● **Text block**
============================================================

Celebrating the 55th anniversary of Japanese broadcast station TBS, GRAND TRIBE is a movie that casts Takuya in the role of the owner of an up and coming steel manufacturing company and also the son of a powerful and manipulative banker. A story about cut-throat business politics and the fragile ties that bind a rich family together, GRAND TRIBE will satisfy the evil cunning deceptive business(wo)man in all of us, while leaving the rest of you totally confused. But not confused enough apparently, as this series has been widely recognized as some of Takuya’s best and most refreshing work to date.
CHANGE - 2008
And last but not least, I want to introduce CHANGE, a drama that casts Takuya in an even maturer role as a politician destined to become the president of Japan. Being Takuya’s most recent work, CHANGE really shakes things up from his usual renegade attitude to a clean-cut clueless school teacher (Asakura Keita played by Takuya) turned even more clueless politician with a large heart.

============================================================

● **Given material**
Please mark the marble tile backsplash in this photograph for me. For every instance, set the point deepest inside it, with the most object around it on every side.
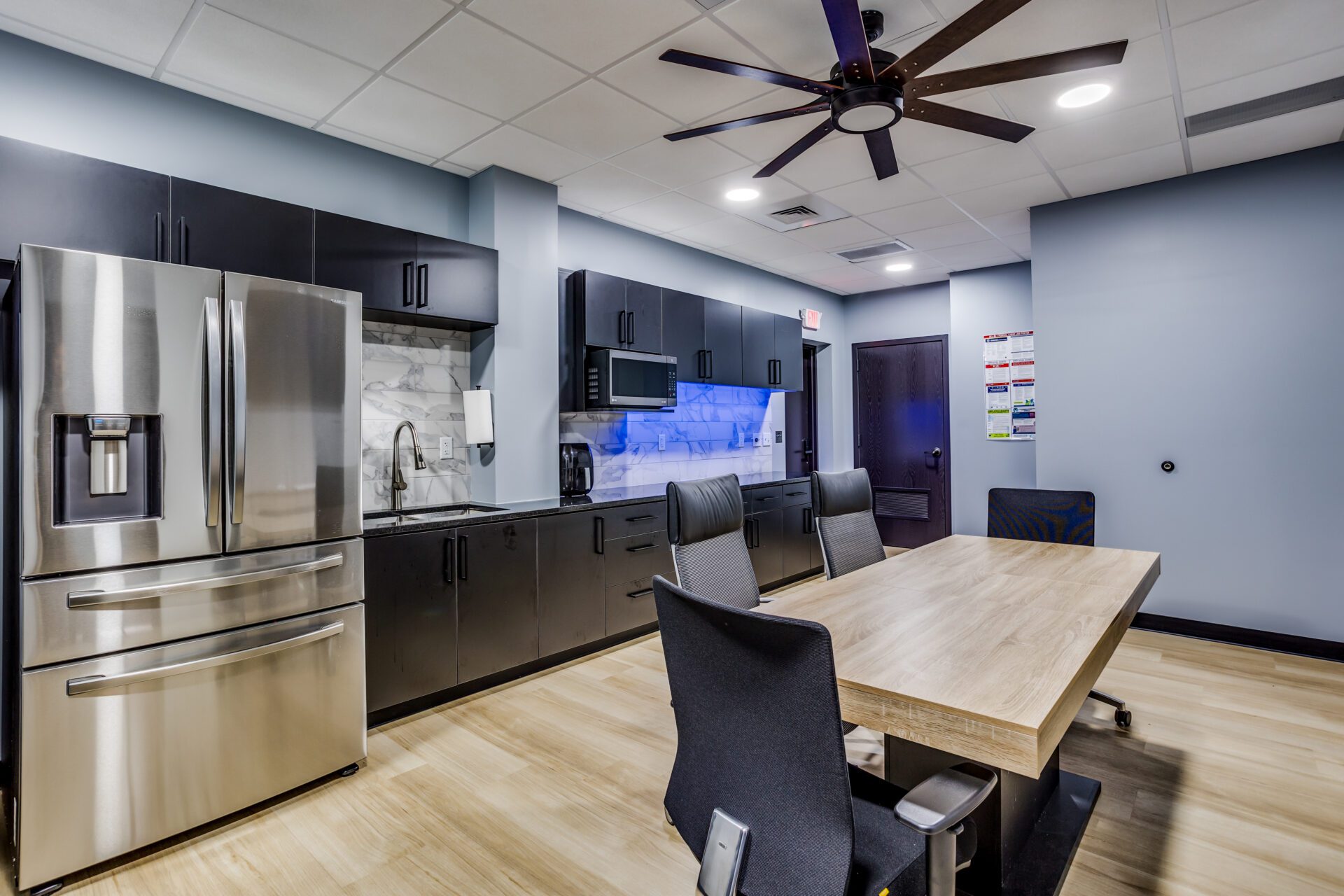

============================================================

● **What is needed**
Extend the passage on Takuya's drama and movie roles, the one ending with the entry on CHANGE, by writing what comes next after its last sentence.

● **Output of the exercise**
After the Prime Minister of Japan dies in a random plane crash, his renounced and largely unknown son (Takuya) is dragged into the spotlight as a surprise candidate for the leadership of Japan. It is up to pathetically down-to-Earth Takuya and his perky team of inexplicably skillful campaigners to win the election and morally save a corrupt Japan. Shock, awe and political maneuvering follow in a mix of deception and straight-up honesty that define CHANGE as one of the most interesting drama’s of yesteryear.
Something about the excessive attractiveness of the main players has me guessing that you will not find CHANGE to be the hard-hitting critical examination of the political process that it sets itself up to be. But despite the major change of pace, CHANGE is guaranteed to leave a very different taste in your mouth. Almost like milk, which has been left past its expiry date….just kidding. Even I wouldn’t go that far.
It’s well known fact that everything that Kimu-Taku touches turns to gold, no matter the drama he ends up in. If you’re looking for a little more of Takuya’s usual style, be sure to check out Beautiful Life and Good Luck!!. Till next time Ningin!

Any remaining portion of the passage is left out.